EXERCISE:
State how many lines in the entries below contain the word "bridge". Reply with the number alone.

SUPPLIED RECORDS:
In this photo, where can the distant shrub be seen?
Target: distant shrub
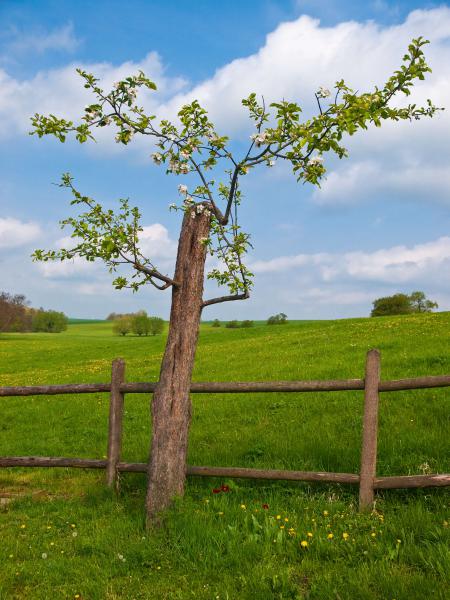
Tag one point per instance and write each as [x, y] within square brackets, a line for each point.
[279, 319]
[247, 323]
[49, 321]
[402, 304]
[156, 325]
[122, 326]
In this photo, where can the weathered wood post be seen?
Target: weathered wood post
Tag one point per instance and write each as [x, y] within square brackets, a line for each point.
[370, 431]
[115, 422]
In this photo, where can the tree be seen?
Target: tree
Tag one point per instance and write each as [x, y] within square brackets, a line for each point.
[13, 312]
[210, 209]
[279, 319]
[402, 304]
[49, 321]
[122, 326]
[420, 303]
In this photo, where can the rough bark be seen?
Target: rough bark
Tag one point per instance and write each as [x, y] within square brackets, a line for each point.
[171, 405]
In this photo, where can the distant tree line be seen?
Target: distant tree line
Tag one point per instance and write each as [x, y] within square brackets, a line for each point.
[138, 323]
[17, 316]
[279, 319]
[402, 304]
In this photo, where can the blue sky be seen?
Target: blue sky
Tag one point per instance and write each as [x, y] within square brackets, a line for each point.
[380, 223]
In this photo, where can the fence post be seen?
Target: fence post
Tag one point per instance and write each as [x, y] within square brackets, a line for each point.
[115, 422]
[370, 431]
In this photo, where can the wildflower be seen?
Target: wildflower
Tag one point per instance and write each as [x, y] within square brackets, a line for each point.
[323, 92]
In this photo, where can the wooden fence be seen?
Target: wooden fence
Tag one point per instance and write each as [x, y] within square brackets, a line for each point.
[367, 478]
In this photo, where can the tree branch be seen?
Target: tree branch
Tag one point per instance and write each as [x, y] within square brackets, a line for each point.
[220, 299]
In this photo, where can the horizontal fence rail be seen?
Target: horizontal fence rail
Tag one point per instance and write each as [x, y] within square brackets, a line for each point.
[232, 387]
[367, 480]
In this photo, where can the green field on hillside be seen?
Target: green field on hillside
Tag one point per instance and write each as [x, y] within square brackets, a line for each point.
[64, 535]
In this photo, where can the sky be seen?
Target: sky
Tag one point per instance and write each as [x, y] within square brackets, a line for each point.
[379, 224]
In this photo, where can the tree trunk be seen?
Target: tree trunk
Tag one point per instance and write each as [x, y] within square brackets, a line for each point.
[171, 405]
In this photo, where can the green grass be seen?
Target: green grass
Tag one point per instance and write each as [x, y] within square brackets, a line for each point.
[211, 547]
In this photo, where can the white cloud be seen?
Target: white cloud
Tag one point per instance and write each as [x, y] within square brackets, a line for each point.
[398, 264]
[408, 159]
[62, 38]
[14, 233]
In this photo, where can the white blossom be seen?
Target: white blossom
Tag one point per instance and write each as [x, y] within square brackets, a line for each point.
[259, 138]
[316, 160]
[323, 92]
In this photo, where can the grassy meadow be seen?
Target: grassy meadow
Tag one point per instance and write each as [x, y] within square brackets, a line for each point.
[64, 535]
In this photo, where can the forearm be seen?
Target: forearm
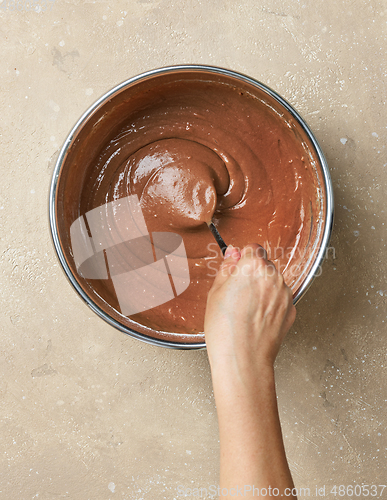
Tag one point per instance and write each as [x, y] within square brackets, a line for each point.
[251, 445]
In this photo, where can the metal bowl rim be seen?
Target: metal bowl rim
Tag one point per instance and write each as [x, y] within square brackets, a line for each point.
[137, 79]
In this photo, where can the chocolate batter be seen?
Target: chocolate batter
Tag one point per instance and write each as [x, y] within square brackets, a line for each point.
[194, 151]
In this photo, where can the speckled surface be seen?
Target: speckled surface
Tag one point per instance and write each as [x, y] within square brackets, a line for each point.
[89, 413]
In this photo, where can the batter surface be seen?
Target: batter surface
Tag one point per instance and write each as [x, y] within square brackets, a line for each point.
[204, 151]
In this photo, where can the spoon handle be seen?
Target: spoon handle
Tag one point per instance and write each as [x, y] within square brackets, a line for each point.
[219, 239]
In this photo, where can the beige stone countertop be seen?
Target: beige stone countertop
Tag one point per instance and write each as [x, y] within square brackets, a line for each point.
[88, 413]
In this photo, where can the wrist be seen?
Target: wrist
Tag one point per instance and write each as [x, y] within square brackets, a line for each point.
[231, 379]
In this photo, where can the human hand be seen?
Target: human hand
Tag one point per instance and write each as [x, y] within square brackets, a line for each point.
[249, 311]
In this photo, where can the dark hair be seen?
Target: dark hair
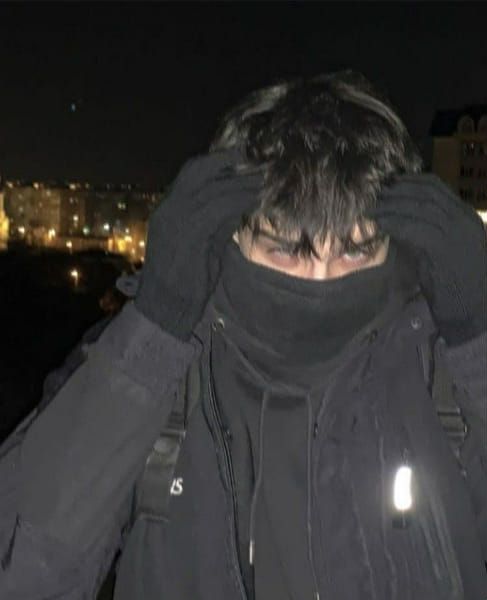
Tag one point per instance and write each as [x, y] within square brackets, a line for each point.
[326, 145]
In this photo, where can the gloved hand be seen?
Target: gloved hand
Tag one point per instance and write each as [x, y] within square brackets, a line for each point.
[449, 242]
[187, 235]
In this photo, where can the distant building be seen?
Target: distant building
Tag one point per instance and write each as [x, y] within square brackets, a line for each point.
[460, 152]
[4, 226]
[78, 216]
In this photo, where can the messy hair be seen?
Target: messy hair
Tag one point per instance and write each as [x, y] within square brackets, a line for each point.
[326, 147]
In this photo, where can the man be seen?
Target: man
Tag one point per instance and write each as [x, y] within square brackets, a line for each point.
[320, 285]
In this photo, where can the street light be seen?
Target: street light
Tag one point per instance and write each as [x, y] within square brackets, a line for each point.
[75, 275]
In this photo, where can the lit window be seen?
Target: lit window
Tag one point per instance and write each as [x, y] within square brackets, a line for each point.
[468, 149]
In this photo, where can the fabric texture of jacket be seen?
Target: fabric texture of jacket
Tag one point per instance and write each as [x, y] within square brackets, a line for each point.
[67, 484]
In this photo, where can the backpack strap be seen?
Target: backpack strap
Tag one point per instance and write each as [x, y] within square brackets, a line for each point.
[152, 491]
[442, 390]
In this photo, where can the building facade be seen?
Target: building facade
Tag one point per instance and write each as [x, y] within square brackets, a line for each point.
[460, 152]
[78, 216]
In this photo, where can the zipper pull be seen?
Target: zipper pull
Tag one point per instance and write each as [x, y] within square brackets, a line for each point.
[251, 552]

--

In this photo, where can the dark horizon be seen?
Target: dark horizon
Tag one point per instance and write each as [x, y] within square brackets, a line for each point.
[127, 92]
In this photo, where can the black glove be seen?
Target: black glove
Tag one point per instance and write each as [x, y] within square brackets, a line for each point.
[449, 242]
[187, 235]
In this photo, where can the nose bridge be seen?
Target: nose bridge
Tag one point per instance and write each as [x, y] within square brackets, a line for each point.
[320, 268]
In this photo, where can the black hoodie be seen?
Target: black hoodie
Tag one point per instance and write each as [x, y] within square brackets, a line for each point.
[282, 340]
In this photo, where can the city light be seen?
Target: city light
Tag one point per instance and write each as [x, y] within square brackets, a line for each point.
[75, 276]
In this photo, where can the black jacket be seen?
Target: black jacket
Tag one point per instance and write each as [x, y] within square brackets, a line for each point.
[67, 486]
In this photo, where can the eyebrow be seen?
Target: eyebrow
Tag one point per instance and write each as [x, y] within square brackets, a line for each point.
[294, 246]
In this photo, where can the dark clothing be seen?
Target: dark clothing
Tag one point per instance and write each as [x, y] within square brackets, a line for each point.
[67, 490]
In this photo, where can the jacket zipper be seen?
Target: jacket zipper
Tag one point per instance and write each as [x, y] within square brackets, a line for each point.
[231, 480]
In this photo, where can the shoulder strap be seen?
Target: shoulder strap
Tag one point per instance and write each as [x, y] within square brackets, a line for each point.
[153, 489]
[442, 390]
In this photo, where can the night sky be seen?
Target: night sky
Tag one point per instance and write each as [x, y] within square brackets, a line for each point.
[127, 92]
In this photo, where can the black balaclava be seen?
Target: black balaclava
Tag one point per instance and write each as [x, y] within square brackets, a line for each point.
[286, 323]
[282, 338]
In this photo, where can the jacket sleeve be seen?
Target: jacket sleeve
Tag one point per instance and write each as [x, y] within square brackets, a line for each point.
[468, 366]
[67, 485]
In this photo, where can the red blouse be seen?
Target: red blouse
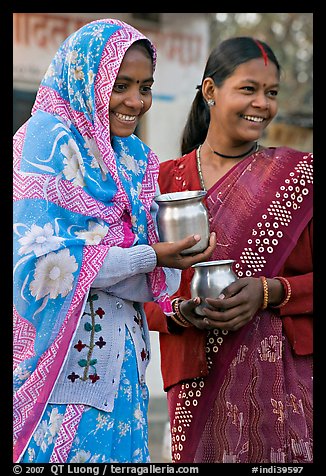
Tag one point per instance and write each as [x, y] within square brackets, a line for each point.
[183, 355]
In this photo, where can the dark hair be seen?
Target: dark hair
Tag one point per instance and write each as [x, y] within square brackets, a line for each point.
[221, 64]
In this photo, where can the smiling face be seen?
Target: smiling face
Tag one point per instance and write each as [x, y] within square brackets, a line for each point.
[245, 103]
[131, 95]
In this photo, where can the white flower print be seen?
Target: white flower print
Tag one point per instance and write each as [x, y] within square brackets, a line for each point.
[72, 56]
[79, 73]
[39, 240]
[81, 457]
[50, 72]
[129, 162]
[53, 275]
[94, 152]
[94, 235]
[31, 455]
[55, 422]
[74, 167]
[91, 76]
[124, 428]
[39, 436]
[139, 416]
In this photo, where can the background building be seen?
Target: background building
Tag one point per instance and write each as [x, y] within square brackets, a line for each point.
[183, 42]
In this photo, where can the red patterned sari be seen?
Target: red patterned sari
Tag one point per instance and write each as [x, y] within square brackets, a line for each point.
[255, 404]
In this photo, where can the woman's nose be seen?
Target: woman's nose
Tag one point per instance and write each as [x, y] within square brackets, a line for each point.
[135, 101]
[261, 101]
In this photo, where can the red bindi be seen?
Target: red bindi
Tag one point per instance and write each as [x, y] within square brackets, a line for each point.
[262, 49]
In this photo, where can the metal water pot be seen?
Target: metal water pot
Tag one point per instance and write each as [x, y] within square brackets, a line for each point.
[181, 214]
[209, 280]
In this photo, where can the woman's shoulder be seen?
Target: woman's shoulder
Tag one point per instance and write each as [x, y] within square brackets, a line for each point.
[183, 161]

FULL ANSWER:
2